[start]

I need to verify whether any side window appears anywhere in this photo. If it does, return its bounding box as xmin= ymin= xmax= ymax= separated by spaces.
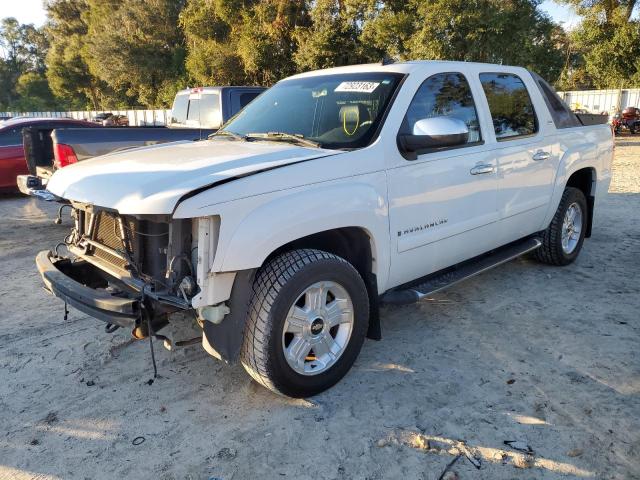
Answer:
xmin=240 ymin=92 xmax=260 ymax=108
xmin=532 ymin=73 xmax=581 ymax=128
xmin=480 ymin=73 xmax=538 ymax=141
xmin=402 ymin=73 xmax=482 ymax=144
xmin=199 ymin=93 xmax=222 ymax=128
xmin=0 ymin=128 xmax=22 ymax=147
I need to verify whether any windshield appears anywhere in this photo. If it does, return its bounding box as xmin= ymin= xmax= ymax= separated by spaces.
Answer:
xmin=218 ymin=73 xmax=403 ymax=149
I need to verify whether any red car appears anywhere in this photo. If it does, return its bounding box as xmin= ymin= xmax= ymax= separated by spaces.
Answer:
xmin=0 ymin=117 xmax=91 ymax=193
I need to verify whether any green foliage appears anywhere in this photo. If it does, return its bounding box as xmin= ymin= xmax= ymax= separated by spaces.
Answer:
xmin=45 ymin=0 xmax=106 ymax=109
xmin=410 ymin=0 xmax=563 ymax=81
xmin=559 ymin=0 xmax=640 ymax=89
xmin=83 ymin=0 xmax=186 ymax=107
xmin=13 ymin=72 xmax=56 ymax=112
xmin=0 ymin=0 xmax=640 ymax=109
xmin=0 ymin=18 xmax=49 ymax=109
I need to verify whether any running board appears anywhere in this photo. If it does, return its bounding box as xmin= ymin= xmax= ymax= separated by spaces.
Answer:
xmin=380 ymin=238 xmax=542 ymax=305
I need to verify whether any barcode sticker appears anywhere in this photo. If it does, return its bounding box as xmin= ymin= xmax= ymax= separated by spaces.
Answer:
xmin=334 ymin=82 xmax=380 ymax=93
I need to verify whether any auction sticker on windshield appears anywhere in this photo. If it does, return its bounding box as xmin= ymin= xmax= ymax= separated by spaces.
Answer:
xmin=334 ymin=82 xmax=380 ymax=93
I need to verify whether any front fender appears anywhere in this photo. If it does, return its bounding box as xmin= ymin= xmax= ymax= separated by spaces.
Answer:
xmin=214 ymin=173 xmax=389 ymax=288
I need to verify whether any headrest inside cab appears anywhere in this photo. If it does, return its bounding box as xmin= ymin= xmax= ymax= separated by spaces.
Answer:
xmin=338 ymin=103 xmax=370 ymax=127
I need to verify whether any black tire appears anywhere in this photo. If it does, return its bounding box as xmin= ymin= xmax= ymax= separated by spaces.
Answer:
xmin=533 ymin=187 xmax=589 ymax=266
xmin=240 ymin=249 xmax=369 ymax=398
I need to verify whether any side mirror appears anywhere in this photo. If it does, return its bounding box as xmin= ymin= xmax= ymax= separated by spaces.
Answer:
xmin=398 ymin=117 xmax=469 ymax=158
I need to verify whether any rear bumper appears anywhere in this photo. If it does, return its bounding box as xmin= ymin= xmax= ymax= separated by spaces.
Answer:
xmin=16 ymin=175 xmax=63 ymax=202
xmin=36 ymin=250 xmax=140 ymax=328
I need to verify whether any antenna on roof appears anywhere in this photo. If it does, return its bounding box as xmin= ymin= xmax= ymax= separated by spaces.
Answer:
xmin=380 ymin=55 xmax=396 ymax=65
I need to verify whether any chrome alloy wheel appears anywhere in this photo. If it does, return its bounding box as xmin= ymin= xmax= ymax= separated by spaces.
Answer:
xmin=282 ymin=281 xmax=354 ymax=375
xmin=562 ymin=203 xmax=582 ymax=255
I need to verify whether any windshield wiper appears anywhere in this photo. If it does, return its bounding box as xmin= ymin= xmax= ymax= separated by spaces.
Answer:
xmin=207 ymin=130 xmax=247 ymax=140
xmin=245 ymin=132 xmax=320 ymax=148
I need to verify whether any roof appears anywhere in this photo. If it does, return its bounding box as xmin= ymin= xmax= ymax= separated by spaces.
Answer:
xmin=289 ymin=60 xmax=524 ymax=78
xmin=176 ymin=85 xmax=267 ymax=95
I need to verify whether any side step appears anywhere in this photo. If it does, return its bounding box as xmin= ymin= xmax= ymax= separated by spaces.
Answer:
xmin=380 ymin=238 xmax=542 ymax=305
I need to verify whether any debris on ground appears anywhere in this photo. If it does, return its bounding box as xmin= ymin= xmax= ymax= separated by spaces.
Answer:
xmin=503 ymin=440 xmax=535 ymax=455
xmin=567 ymin=448 xmax=584 ymax=457
xmin=216 ymin=447 xmax=238 ymax=460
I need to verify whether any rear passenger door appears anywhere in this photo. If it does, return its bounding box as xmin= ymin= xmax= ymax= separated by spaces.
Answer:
xmin=387 ymin=72 xmax=498 ymax=286
xmin=480 ymin=72 xmax=556 ymax=243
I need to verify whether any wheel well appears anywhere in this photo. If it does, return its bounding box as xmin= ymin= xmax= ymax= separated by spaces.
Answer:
xmin=265 ymin=227 xmax=381 ymax=340
xmin=567 ymin=168 xmax=596 ymax=237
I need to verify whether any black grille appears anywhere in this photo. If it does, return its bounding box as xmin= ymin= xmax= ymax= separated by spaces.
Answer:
xmin=93 ymin=212 xmax=132 ymax=269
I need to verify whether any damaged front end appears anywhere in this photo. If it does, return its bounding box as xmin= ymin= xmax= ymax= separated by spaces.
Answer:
xmin=36 ymin=202 xmax=199 ymax=338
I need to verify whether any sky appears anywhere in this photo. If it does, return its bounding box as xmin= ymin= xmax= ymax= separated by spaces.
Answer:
xmin=0 ymin=0 xmax=578 ymax=29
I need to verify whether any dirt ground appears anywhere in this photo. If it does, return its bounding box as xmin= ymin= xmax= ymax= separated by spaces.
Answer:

[end]

INSTRUCTION - Write out, word for word, the part of the records that opens with the line containing "I need to verify whether any black tire" and closes with the line containing "xmin=380 ymin=55 xmax=396 ymax=65", including both of those lines.

TASK ANSWER -
I need to verify whether any black tire appears anywhere in this photo. If it does, return its bounding box as xmin= ymin= xmax= ymax= separated by spaces.
Answer:
xmin=533 ymin=187 xmax=589 ymax=266
xmin=240 ymin=249 xmax=369 ymax=398
I need to verify whether any side mirror appears anywhere in this photo. If it does, return its bounding box as xmin= ymin= xmax= ymax= separated by spaces.
Answer:
xmin=398 ymin=117 xmax=469 ymax=158
I need to verify whether any rear bumper appears anywhere in this photo. If it does, return its bounding box as xmin= ymin= xmax= ymax= separated by spaces.
Answer:
xmin=16 ymin=175 xmax=63 ymax=202
xmin=36 ymin=250 xmax=140 ymax=328
I need to verify whether any antenna on roof appears anywhere in this photo. If it does, return its bounding box as xmin= ymin= xmax= ymax= separated by spaces.
Answer:
xmin=380 ymin=55 xmax=396 ymax=65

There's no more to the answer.